(Direction): Please render the part of the records that opens with the line containing "[point] at the succulent" and closes with the final line of the records as a numbered list, both ends included and blank lines omitted.

(Exercise material):
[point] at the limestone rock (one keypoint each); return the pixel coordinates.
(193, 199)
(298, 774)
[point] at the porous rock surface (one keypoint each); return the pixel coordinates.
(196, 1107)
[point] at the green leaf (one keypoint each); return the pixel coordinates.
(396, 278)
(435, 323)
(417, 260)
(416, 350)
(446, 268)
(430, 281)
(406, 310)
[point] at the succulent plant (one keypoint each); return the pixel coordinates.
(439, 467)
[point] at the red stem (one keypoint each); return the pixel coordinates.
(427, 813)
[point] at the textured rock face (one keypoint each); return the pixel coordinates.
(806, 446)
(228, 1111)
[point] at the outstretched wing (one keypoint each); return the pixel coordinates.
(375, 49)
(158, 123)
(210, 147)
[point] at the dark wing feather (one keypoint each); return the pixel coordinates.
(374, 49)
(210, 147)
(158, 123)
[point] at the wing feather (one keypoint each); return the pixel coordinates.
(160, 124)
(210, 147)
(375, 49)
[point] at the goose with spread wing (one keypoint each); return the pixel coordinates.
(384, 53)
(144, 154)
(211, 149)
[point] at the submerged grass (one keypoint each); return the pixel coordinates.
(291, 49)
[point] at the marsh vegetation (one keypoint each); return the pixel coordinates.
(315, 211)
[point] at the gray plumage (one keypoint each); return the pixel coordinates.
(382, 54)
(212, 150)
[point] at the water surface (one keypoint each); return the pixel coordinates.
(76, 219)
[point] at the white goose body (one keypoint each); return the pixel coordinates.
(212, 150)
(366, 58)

(Solution to the problem):
1. [point] at the succulent plant (one keypoint each); return the pixel coordinates.
2. (439, 467)
3. [point] at the red stem (one keypoint each); return the pixel coordinates.
4. (427, 813)
5. [point] at the textured rock face (one keypoint each); return the pixel coordinates.
6. (806, 446)
7. (228, 1111)
8. [point] at the outstretched wing (one keypoint each); return the pixel coordinates.
9. (375, 49)
10. (158, 123)
11. (210, 147)
12. [point] at the dark wing feather (one keypoint each); return the pixel coordinates.
13. (374, 49)
14. (210, 147)
15. (158, 123)
16. [point] at the wing feather (one keypoint each); return the pixel coordinates.
17. (160, 124)
18. (210, 147)
19. (375, 49)
20. [point] at the goose with spread wing (one keypoint each); return the pixel coordinates.
21. (384, 53)
22. (144, 154)
23. (211, 149)
24. [point] at the submerged grass (one keypoint each); return the pixel coordinates.
25. (291, 49)
26. [point] at the marsh vegetation (one keypoint each); return the pixel coordinates.
27. (315, 211)
28. [point] at the gray plumage (one keypoint each); return the pixel coordinates.
29. (382, 54)
30. (212, 150)
31. [point] at the water surface (one keypoint each); return the pixel coordinates.
32. (76, 219)
33. [point] at the white goose body (one keypoint each); return the pixel coordinates.
34. (212, 150)
35. (366, 58)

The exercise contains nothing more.